● Problem to work on
Extract each line from the rows below that contains the string "Target".

++++++++++

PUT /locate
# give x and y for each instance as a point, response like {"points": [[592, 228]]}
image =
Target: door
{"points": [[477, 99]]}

++++++++++

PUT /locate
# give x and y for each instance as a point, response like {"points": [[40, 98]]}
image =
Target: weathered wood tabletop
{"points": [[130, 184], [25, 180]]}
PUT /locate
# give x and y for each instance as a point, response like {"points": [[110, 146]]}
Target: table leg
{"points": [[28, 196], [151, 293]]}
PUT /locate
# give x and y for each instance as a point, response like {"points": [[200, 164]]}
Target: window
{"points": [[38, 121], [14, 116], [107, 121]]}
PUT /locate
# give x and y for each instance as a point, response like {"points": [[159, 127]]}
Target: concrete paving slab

++++++++++

● Answer to this problem
Target: door
Target: weathered wood tabletop
Target: table leg
Target: window
Target: concrete paving slab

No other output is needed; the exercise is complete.